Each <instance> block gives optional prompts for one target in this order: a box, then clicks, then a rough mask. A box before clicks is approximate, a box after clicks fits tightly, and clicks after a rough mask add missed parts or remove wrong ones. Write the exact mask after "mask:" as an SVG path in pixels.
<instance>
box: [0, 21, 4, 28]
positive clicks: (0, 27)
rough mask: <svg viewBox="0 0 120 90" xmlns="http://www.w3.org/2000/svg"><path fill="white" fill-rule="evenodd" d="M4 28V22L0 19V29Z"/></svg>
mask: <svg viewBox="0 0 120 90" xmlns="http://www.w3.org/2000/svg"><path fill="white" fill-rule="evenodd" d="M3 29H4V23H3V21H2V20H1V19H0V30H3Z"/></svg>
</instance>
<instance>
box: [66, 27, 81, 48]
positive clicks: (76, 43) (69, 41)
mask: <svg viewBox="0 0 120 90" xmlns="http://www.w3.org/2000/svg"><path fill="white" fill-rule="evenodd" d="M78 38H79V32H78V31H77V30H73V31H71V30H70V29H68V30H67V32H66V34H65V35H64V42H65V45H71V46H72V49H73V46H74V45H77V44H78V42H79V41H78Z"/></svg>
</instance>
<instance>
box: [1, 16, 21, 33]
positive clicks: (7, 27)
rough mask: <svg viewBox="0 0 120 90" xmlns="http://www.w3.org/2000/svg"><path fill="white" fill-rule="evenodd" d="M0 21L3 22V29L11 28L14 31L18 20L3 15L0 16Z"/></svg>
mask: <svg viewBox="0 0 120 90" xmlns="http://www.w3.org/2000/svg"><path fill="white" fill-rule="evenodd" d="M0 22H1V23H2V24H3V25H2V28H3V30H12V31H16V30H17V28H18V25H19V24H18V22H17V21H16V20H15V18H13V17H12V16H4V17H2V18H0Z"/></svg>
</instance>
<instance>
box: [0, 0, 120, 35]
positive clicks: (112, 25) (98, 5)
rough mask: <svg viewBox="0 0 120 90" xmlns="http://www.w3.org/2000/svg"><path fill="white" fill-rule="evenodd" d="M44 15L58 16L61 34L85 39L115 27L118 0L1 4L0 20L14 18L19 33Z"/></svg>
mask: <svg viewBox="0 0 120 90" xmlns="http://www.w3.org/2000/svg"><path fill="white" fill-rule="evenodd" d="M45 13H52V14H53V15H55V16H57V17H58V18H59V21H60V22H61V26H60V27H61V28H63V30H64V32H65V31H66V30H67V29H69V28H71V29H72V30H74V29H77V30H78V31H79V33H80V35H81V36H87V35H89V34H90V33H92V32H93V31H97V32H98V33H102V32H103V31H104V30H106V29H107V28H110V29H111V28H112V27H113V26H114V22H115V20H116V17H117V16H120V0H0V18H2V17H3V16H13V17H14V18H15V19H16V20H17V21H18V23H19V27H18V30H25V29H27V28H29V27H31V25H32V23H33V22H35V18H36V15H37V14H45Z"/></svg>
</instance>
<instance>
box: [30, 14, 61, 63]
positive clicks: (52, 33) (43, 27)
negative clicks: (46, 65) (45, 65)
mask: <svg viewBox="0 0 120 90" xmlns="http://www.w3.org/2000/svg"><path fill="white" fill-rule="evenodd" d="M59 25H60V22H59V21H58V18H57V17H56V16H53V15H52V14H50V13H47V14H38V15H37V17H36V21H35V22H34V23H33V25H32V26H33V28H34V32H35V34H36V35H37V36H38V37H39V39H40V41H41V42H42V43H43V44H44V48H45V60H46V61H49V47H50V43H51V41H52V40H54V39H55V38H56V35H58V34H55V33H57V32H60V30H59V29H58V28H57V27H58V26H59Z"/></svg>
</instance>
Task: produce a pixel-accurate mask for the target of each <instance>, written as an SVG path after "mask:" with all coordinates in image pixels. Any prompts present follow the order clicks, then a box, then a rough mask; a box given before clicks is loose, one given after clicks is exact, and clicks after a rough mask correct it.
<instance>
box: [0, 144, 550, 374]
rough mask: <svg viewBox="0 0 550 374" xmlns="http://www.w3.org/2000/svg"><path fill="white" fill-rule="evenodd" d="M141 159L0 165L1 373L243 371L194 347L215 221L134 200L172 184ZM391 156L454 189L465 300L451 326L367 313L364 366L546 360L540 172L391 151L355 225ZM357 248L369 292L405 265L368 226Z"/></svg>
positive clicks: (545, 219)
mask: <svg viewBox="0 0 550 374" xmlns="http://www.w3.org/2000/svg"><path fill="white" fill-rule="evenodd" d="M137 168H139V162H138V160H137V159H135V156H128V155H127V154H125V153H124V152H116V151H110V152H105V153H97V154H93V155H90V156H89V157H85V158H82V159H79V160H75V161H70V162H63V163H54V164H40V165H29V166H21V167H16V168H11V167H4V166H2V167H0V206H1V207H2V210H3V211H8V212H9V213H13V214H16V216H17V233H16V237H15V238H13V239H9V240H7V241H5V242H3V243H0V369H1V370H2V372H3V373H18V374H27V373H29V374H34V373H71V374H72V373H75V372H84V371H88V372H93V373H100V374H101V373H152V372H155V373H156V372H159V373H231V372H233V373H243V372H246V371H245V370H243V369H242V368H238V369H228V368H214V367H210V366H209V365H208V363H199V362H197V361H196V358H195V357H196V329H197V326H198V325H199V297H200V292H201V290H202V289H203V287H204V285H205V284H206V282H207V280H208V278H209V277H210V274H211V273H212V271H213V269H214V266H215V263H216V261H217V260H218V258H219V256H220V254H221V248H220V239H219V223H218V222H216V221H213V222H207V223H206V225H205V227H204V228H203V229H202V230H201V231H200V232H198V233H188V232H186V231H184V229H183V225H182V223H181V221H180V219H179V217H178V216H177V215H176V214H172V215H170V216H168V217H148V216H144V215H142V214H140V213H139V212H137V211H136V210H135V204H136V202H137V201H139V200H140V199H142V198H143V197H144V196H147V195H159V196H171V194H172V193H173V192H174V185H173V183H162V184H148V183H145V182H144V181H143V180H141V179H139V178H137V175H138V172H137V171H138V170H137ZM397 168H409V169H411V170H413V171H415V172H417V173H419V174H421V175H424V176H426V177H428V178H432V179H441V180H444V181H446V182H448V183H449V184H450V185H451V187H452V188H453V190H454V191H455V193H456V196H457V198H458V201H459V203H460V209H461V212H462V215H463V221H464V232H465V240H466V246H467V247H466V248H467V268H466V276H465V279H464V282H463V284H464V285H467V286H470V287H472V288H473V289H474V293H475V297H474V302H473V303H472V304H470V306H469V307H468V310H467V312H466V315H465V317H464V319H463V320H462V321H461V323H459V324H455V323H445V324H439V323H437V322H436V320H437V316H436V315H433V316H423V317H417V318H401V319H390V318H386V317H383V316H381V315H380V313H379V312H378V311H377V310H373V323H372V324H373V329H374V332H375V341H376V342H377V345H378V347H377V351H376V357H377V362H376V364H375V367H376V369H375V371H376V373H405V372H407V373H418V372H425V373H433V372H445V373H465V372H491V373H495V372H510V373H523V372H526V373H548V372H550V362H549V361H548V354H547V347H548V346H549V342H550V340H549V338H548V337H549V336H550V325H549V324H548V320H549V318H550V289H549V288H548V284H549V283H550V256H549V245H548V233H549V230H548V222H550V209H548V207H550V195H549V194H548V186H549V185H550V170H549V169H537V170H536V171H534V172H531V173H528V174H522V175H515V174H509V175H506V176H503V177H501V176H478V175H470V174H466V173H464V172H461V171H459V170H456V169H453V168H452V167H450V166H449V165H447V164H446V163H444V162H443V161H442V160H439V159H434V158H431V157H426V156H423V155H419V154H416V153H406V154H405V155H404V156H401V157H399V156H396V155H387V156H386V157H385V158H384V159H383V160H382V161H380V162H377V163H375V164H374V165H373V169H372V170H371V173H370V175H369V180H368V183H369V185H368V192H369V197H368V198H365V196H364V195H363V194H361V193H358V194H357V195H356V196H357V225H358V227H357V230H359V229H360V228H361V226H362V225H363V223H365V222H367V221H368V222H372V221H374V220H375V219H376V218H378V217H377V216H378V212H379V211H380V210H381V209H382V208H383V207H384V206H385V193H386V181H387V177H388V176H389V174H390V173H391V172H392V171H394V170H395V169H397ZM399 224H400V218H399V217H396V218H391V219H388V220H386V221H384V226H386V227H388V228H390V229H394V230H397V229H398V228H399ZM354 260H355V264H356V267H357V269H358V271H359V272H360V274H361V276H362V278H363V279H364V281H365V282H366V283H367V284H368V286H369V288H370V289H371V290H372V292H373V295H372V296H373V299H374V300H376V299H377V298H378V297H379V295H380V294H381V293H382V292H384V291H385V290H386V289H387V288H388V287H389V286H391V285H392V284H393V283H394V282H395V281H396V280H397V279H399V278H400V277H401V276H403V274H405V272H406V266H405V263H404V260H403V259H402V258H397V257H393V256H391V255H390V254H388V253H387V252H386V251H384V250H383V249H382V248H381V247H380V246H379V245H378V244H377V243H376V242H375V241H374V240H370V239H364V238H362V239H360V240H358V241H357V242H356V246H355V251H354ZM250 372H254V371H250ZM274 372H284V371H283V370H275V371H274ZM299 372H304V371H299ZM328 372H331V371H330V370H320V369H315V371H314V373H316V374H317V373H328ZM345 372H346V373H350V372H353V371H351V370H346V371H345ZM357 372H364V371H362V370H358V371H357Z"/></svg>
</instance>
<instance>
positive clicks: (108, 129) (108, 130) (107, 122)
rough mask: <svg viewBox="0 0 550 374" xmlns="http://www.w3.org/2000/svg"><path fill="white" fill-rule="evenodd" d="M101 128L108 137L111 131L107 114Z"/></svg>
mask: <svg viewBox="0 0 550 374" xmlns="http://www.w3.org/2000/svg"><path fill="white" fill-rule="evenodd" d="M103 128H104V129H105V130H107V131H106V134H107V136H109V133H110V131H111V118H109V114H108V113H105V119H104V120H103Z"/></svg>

**Task brief**
Pick out each line in the material above that contains the string "positive", and copy those lines.

**Your solution**
positive clicks: (0, 27)
positive clicks: (76, 43) (69, 41)
positive clicks: (7, 27)
positive clicks: (112, 25) (98, 5)
positive clicks: (52, 33) (43, 27)
positive clicks: (545, 219)
positive clicks: (108, 129) (108, 130) (107, 122)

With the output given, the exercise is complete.